DATASET RECORDS =>
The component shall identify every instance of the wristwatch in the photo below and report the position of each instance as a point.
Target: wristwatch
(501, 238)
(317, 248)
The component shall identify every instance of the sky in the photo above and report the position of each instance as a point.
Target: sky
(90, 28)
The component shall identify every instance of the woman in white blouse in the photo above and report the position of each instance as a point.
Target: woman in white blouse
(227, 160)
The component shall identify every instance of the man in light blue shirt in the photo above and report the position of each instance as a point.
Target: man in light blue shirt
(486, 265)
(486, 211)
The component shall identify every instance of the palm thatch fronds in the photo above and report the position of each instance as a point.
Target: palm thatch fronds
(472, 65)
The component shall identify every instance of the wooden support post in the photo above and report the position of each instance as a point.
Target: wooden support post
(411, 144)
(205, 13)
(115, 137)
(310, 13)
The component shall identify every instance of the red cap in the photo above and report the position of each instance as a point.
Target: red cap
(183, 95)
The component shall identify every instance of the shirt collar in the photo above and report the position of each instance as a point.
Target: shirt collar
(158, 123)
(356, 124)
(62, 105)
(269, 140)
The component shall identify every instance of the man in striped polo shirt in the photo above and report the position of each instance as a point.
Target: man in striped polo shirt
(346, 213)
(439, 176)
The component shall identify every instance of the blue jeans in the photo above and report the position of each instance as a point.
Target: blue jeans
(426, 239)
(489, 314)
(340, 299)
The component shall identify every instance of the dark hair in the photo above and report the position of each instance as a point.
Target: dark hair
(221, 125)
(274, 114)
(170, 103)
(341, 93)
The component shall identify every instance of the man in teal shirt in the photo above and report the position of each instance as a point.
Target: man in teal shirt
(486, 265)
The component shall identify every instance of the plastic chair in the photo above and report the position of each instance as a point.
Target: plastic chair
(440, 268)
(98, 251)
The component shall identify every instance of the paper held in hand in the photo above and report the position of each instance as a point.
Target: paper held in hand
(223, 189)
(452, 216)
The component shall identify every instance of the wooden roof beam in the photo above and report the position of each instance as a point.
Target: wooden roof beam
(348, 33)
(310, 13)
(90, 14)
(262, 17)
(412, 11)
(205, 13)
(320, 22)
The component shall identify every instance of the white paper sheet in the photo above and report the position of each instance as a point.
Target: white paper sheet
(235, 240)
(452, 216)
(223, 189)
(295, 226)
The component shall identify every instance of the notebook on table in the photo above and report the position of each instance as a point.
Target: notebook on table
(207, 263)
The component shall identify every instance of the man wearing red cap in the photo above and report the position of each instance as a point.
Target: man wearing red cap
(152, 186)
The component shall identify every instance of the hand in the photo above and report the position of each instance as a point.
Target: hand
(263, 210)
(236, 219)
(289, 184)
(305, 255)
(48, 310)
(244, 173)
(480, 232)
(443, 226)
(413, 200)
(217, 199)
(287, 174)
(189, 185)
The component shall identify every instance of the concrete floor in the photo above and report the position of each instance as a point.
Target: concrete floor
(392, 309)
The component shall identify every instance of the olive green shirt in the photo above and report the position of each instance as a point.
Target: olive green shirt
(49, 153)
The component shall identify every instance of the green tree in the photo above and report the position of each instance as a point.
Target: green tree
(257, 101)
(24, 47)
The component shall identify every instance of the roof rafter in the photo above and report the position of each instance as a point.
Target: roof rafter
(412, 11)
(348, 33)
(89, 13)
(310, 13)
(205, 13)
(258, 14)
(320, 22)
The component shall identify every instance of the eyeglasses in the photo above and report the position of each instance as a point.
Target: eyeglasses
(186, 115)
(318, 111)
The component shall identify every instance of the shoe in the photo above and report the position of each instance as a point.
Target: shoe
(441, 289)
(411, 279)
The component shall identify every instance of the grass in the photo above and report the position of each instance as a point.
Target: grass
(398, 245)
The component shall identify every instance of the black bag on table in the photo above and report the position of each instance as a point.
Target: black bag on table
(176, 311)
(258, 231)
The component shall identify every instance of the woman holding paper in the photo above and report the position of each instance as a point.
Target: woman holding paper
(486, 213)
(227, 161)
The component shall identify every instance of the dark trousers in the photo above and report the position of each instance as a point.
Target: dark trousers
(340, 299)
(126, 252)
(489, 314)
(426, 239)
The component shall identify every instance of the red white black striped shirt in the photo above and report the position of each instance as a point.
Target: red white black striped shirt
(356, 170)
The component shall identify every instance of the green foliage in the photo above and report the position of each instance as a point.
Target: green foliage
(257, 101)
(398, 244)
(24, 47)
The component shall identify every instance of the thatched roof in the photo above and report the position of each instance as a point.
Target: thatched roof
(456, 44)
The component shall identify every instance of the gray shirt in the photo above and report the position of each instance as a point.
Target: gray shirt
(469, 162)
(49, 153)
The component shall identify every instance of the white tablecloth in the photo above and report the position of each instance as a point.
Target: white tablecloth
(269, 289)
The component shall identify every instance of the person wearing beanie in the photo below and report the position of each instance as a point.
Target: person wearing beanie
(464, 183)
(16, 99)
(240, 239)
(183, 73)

THE TASK => From the records above, pull out every line containing the word "below".

SOLVED EXERCISE =>
The component shall identify every instance of the wristwatch in the photo below and report the position of each instance as a point.
The component shall identify every instance of the person wearing beanie in the photo below and report the position of each instance as a point.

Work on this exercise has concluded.